Stored data entries:

_ _ _

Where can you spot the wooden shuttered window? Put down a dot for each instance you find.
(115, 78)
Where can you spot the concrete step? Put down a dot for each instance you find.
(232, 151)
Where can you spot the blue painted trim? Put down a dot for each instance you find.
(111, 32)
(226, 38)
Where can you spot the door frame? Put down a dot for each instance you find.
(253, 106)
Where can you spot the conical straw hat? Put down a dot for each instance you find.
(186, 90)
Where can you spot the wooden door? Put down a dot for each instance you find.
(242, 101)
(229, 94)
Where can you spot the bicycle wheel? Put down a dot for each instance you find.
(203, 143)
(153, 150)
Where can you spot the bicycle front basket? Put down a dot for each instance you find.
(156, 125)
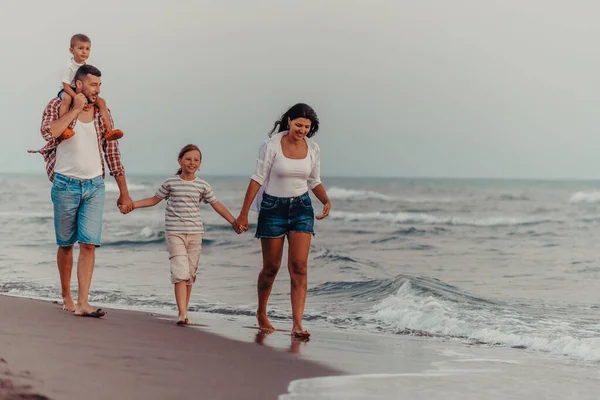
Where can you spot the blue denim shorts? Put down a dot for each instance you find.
(279, 216)
(78, 210)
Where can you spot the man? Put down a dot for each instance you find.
(76, 168)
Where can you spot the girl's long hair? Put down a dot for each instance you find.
(299, 110)
(185, 149)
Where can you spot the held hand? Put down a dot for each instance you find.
(80, 102)
(236, 227)
(125, 203)
(326, 209)
(242, 222)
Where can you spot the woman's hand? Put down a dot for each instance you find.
(326, 209)
(242, 223)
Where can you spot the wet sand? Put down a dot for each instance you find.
(47, 352)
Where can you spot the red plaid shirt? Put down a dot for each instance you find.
(109, 148)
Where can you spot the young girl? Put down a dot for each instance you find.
(183, 223)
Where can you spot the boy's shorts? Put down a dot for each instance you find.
(78, 209)
(184, 254)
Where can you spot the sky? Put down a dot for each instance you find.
(461, 88)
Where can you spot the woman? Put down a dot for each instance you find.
(288, 166)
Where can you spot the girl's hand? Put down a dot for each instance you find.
(326, 209)
(242, 222)
(125, 209)
(236, 227)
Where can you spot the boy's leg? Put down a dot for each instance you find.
(65, 105)
(64, 108)
(180, 299)
(111, 133)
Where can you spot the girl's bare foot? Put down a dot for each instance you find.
(299, 333)
(263, 323)
(68, 304)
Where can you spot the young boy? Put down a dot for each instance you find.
(80, 49)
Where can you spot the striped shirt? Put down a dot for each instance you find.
(182, 214)
(109, 148)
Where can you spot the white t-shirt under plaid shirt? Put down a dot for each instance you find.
(182, 214)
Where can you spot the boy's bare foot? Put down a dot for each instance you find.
(114, 134)
(68, 304)
(299, 333)
(67, 133)
(264, 324)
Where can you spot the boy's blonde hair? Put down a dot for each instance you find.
(79, 37)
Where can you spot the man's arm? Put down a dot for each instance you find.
(113, 160)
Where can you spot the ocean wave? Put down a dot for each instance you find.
(338, 193)
(509, 197)
(111, 187)
(412, 311)
(428, 219)
(585, 198)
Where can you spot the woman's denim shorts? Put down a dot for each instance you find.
(280, 215)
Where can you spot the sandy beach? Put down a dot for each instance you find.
(132, 355)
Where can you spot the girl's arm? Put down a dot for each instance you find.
(224, 212)
(321, 194)
(147, 202)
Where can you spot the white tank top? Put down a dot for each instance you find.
(288, 177)
(79, 156)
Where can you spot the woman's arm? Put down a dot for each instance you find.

_ _ _

Exercise objective: The copy you output must match the entries above exactly, except that it has no pictures.

Problem solution:
Where can you spot the wooden shuttered window? Put down a dot for each instance you find.
(115, 78)
Where can you spot the concrete step? Put down a dot for each instance you find.
(232, 151)
Where can you spot the blue painted trim? Put down a dot for each instance you find.
(111, 32)
(226, 38)
Where can you spot the door frame? Put down a dot for each instance you find.
(253, 106)
Where can you spot the conical straw hat? Put down a dot for each instance you find.
(186, 90)
Where can you spot the wooden door? Put down a dot for each instance you find.
(242, 101)
(229, 94)
Where can you spot the bicycle wheel? Put down a dot for each instance you find.
(203, 143)
(153, 150)
Where can you spot the bicycle front basket? Put down a dot for each instance you find.
(156, 125)
Where can you spot the blue denim shorts? Put down a dot for each instance you find.
(279, 216)
(78, 210)
Where can you spot the man? Put down a dot for each instance you find.
(76, 168)
Where can you spot the girl's long hair? Put down a dot for each instance you find.
(299, 110)
(185, 149)
Where can you spot the held hand? Put down a dot for each instance you find.
(80, 102)
(236, 227)
(125, 203)
(326, 209)
(242, 222)
Where can you spot the woman's hand? Put down a dot for each instance you find.
(326, 209)
(242, 223)
Where can you spot the wet sand? Put down a dot for each instance you find.
(47, 352)
Where can you spot the red plaid shirt? Put down a dot for each instance you find.
(109, 148)
Where can you spot the young girl? Put down a dot for each instance you find.
(183, 223)
Where can you spot the boy's shorts? Put down a dot for each instance you find.
(78, 209)
(184, 254)
Where can you spot the sky? Put down a dot for each instance you find.
(461, 88)
Where can you spot the woman? Put down a dot for each instance you find.
(288, 166)
Where can you spot the girl's hand? Put down a dot for each instance you find.
(326, 209)
(242, 222)
(125, 209)
(236, 227)
Where can you spot the boy's leg? Put down a dot for each instance you find.
(65, 105)
(64, 108)
(180, 299)
(111, 133)
Where can you spot the girl's bare foot? Put down a dot for each instance you find.
(299, 333)
(263, 323)
(68, 304)
Where can you spot the young boy? Put down a dot for each instance you find.
(80, 49)
Where can you spot the striped shirt? Put down a dot for each instance you find.
(182, 214)
(109, 148)
Where can you spot the white t-shirt under plaid shirt? Put down a dot for each instance you find.
(182, 214)
Where can you spot the boy's bare foot? Put down a dot for each instance you find.
(114, 134)
(68, 304)
(299, 333)
(67, 133)
(264, 324)
Where can you spot the boy's blonde hair? Put down a dot for each instance you find.
(79, 37)
Where can you spot the man's arm? Put down a dot for each instance you find.
(113, 160)
Where can you spot the ocean wave? Put down a dot for each instance you find.
(338, 193)
(509, 197)
(111, 187)
(412, 311)
(428, 219)
(585, 198)
Where can you spot the woman's denim shorts? Put down a dot for each instance you find.
(280, 215)
Where can you spot the sandy beach? Put down a dot for each instance you find.
(132, 355)
Where can you spot the girl's arm? Put down a dot for each instance you find.
(224, 212)
(321, 194)
(147, 202)
Where can you spot the white tank top? Put down a dot for each instance you find.
(288, 177)
(79, 156)
Where can you spot the woman's arm? Put down a dot for each instance you find.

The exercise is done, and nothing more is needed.